Senin, 25 September 2017

Hipotesis Penelitian



Hipotesis Penelitian
Karya: Rizki Siddiq Nugraha

Hipotesis Penelitian

Margono (2004, hlm. 80) menyatakan bahwa “hipotesis berasal dari perkataan hipo (hypo) dan tesis (thesis)”. Hipo berarti kurang dari, sedang tesis berarti pendapat. Jadi, hipotesis adalah suatu pendapat atau kesimpulan yang sifatnya masih sementara, belum benar-benar berstatus sebagai suatu tesis. Hipotesis merupakan suatu kemungkinan jawaban dari masalah yang diajukan. Hipotesis timbul sebagai dugaan yang bijaksana dari peneliti atau diturunkan (deduced) dari teori yang telah ada.
__________
- Permintaan a -
Sebutkan semua istilah bahasa Inggris yang ditulis dalam tanda kurung pada kutipan tentang hipotesis penelitian.
Kutipan di atas dan baris data sesudahnya merupakan bahan yang terpisah.

(Baris data penunjukan)
__________
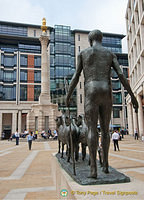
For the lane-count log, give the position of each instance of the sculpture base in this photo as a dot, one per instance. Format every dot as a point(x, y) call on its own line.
point(83, 171)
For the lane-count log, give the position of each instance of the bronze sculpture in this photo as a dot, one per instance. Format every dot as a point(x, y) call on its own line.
point(96, 62)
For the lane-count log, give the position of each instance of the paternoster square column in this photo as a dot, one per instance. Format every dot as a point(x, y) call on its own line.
point(45, 68)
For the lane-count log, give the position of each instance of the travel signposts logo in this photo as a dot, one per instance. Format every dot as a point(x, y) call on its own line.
point(64, 192)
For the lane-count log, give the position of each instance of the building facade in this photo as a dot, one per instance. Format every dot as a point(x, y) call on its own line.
point(20, 71)
point(135, 40)
point(113, 43)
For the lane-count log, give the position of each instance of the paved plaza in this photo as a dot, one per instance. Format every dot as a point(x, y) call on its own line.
point(36, 174)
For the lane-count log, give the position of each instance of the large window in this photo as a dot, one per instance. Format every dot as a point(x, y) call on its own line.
point(37, 91)
point(23, 92)
point(116, 85)
point(116, 112)
point(23, 76)
point(8, 61)
point(125, 71)
point(37, 61)
point(24, 60)
point(37, 76)
point(9, 76)
point(117, 99)
point(9, 93)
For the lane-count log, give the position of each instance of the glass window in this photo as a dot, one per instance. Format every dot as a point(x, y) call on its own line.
point(37, 91)
point(116, 112)
point(37, 61)
point(37, 76)
point(8, 61)
point(125, 71)
point(23, 75)
point(116, 85)
point(23, 60)
point(80, 98)
point(9, 93)
point(8, 76)
point(117, 99)
point(114, 74)
point(23, 92)
point(78, 37)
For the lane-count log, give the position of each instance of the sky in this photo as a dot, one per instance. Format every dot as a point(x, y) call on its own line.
point(105, 15)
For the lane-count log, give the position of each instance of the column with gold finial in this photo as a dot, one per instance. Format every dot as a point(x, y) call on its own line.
point(45, 68)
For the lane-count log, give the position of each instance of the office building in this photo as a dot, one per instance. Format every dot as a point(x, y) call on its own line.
point(135, 40)
point(20, 71)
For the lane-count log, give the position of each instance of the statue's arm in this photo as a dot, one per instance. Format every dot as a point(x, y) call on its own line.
point(125, 82)
point(75, 79)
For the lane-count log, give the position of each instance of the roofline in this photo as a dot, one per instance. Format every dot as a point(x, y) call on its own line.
point(104, 34)
point(22, 24)
point(51, 28)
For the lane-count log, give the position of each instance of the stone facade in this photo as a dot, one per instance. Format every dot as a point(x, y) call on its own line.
point(135, 40)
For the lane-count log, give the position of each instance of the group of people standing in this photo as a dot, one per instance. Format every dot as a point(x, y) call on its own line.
point(32, 136)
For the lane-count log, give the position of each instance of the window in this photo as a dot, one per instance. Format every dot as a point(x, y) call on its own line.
point(23, 60)
point(125, 71)
point(116, 85)
point(23, 92)
point(80, 98)
point(37, 61)
point(8, 76)
point(23, 76)
point(79, 48)
point(8, 61)
point(37, 76)
point(116, 112)
point(34, 33)
point(78, 37)
point(37, 91)
point(9, 93)
point(117, 99)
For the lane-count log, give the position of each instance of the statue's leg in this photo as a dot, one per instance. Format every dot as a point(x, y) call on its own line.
point(105, 116)
point(91, 116)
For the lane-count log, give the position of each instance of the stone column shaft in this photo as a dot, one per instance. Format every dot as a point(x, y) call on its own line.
point(140, 116)
point(1, 125)
point(14, 122)
point(45, 71)
point(19, 120)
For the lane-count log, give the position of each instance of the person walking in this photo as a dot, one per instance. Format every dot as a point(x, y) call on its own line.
point(136, 134)
point(17, 135)
point(29, 139)
point(115, 138)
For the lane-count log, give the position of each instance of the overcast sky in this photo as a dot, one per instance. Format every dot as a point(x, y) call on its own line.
point(106, 15)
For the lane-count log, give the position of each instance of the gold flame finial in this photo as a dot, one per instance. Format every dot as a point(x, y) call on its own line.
point(44, 27)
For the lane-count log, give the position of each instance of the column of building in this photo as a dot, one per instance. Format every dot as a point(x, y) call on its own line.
point(1, 125)
point(140, 116)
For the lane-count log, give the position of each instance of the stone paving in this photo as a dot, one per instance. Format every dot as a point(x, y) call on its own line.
point(36, 174)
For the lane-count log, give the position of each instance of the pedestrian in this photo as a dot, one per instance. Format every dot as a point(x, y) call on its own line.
point(49, 133)
point(17, 135)
point(136, 134)
point(36, 134)
point(55, 134)
point(29, 139)
point(115, 138)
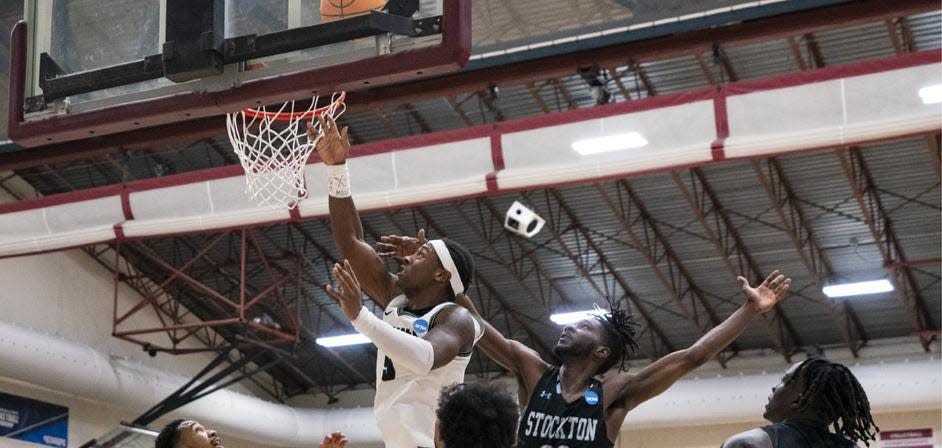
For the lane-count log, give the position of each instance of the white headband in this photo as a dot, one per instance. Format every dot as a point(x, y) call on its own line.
point(445, 257)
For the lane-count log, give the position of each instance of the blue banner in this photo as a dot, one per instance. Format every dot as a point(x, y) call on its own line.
point(33, 421)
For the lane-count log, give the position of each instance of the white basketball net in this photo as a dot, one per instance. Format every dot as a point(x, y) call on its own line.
point(274, 147)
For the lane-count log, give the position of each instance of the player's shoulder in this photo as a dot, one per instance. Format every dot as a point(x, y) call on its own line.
point(753, 438)
point(453, 314)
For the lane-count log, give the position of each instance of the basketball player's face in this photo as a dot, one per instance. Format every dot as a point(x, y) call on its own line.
point(193, 435)
point(578, 339)
point(418, 270)
point(783, 403)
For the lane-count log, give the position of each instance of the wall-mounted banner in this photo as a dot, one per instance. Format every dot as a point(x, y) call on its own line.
point(33, 421)
point(907, 438)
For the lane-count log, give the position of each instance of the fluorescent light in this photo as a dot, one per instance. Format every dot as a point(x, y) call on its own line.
point(931, 94)
point(575, 316)
point(858, 289)
point(343, 340)
point(610, 143)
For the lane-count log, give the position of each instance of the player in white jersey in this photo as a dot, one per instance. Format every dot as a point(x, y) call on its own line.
point(424, 340)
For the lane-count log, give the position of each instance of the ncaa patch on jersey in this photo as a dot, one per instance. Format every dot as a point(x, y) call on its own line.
point(420, 326)
point(591, 397)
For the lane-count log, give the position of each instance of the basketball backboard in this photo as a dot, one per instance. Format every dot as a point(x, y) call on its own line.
point(89, 70)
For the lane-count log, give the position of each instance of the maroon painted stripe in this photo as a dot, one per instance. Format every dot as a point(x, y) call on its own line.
point(722, 124)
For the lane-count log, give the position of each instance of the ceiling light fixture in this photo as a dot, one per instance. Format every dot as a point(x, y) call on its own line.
point(575, 316)
point(858, 288)
point(611, 143)
point(342, 340)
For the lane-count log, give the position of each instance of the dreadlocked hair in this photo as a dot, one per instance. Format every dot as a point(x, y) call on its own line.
point(619, 335)
point(832, 392)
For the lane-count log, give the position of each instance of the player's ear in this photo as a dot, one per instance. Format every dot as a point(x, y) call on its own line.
point(602, 353)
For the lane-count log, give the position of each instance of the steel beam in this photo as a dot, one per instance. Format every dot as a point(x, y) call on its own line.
point(881, 229)
point(653, 246)
point(724, 237)
point(787, 206)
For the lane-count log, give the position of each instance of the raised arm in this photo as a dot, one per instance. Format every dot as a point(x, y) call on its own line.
point(452, 333)
point(345, 224)
point(510, 354)
point(630, 391)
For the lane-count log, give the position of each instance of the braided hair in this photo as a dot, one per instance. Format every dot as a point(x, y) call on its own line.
point(619, 335)
point(834, 394)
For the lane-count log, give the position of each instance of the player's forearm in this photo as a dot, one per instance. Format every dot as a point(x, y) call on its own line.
point(492, 343)
point(415, 354)
point(721, 336)
point(345, 224)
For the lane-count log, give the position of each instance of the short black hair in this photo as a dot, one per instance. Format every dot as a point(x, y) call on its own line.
point(833, 393)
point(477, 415)
point(464, 263)
point(620, 330)
point(170, 435)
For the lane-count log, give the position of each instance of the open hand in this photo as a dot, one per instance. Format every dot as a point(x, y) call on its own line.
point(763, 297)
point(347, 294)
point(335, 440)
point(333, 147)
point(397, 246)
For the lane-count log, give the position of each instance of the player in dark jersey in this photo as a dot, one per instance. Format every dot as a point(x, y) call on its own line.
point(813, 395)
point(583, 402)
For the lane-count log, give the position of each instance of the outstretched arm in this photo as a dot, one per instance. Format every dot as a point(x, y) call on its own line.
point(630, 391)
point(333, 148)
point(510, 354)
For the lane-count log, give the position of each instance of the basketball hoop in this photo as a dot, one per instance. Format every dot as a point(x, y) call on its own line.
point(273, 148)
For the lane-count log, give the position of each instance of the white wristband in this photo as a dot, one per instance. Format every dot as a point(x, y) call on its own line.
point(338, 181)
point(412, 352)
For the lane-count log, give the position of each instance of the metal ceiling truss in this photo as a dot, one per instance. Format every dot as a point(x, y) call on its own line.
point(654, 248)
point(786, 205)
point(562, 221)
point(723, 235)
point(894, 259)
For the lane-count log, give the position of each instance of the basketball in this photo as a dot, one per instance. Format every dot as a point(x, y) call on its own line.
point(337, 9)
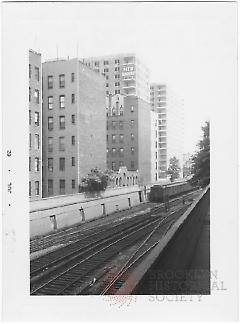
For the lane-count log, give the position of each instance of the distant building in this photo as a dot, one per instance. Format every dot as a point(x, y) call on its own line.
point(170, 125)
point(124, 178)
point(74, 125)
point(132, 136)
point(124, 74)
point(35, 126)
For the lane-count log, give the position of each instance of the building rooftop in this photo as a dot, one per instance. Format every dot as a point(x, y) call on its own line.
point(34, 52)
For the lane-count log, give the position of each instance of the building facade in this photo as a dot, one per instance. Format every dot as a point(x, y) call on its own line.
point(74, 125)
point(124, 74)
point(131, 136)
point(35, 126)
point(169, 108)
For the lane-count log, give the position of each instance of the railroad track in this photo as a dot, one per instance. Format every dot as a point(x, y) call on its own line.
point(65, 236)
point(116, 281)
point(42, 266)
point(65, 282)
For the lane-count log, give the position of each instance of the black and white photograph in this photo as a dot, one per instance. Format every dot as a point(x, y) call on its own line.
point(120, 160)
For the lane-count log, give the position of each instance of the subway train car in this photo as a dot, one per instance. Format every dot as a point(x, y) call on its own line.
point(159, 193)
__________
- Permintaan b -
Salin persis bagian baris data mulai dari baris yang memuat "of the subway" sampai akhir baris data, termasuk kedua ujungnya.

- Hasil Lengkap a -
hypo, thesis, deduced

- Hasil Lengkap b -
For the lane-count log, give the position of each instance of the subway train car in this photo as a dot, one per instance. Format every dot as a point(x, y) call on its own line.
point(159, 193)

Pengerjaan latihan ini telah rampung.